WHAT IS EXPECTED: Report every line of the listing below that contains the string "eyebrow", copying each such line in full.

SUPPLIED RECORDS:
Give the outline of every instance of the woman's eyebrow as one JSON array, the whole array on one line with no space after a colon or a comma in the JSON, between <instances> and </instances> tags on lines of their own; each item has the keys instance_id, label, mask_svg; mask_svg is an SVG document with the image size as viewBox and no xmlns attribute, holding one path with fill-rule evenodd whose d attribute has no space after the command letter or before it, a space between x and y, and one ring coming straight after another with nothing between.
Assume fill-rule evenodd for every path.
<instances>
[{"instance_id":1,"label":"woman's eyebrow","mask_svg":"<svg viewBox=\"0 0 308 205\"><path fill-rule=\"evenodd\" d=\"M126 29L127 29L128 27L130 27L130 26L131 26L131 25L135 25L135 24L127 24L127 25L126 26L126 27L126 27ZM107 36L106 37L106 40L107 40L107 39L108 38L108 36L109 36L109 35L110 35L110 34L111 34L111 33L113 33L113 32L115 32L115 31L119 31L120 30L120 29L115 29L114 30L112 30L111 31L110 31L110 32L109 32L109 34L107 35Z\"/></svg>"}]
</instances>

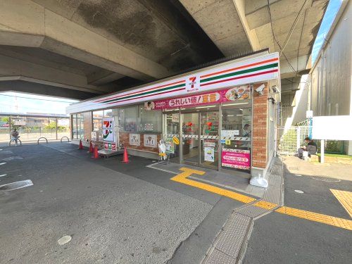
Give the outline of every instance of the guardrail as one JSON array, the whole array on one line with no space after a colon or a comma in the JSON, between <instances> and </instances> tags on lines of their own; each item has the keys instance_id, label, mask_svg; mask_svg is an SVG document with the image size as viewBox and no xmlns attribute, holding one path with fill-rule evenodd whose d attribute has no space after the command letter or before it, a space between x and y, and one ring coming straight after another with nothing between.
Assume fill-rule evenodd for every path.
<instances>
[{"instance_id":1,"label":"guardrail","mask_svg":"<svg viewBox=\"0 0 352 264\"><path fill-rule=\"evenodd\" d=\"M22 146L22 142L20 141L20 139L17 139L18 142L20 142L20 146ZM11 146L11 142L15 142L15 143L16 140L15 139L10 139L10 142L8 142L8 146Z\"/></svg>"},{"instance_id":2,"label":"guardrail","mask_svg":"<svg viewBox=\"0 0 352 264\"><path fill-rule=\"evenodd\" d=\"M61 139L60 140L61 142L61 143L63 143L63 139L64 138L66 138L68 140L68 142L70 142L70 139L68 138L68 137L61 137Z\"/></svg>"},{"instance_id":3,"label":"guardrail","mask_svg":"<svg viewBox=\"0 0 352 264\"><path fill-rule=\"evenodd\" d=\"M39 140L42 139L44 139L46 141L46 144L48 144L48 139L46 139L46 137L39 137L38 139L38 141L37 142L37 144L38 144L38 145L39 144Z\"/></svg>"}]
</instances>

* * *

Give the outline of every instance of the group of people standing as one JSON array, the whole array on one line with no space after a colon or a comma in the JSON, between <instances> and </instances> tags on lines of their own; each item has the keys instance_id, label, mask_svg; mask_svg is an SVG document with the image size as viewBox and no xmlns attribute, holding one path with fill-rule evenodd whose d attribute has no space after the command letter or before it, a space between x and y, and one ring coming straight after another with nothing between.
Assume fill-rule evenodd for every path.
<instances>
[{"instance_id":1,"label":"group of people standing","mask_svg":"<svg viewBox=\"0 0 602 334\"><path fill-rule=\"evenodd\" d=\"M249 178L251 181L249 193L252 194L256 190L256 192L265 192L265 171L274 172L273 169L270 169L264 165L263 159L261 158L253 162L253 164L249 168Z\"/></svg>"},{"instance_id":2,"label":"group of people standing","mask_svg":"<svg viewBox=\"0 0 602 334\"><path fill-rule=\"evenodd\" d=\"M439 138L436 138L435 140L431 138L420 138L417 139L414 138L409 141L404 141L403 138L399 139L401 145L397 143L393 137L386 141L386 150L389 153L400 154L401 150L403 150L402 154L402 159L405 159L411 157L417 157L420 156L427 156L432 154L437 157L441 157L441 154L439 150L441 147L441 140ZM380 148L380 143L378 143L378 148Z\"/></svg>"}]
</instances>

FULL ANSWER:
Give the outline of every instance of the woman's eyebrow as one JSON array, the whole array on one line with no space after a colon or a comma in the JSON, between <instances> and </instances> tags on lines of their own; each item has the keys instance_id, label, mask_svg; mask_svg is an SVG document with the image size as viewBox and no xmlns attribute, holding one path with fill-rule evenodd whose d attribute has no space after the command letter or before it, a space between x and y, and one ring coming straight after another with nothing between.
[{"instance_id":1,"label":"woman's eyebrow","mask_svg":"<svg viewBox=\"0 0 308 205\"><path fill-rule=\"evenodd\" d=\"M126 29L127 29L128 27L130 27L130 26L131 26L131 25L135 25L135 24L127 24L127 25L126 26L126 27L126 27ZM107 36L106 37L106 40L107 40L107 39L108 38L108 36L109 36L109 35L110 35L110 34L111 34L111 33L113 33L113 32L115 32L115 31L119 31L120 30L120 29L115 29L114 30L112 30L111 31L110 31L110 32L109 32L109 34L107 35Z\"/></svg>"}]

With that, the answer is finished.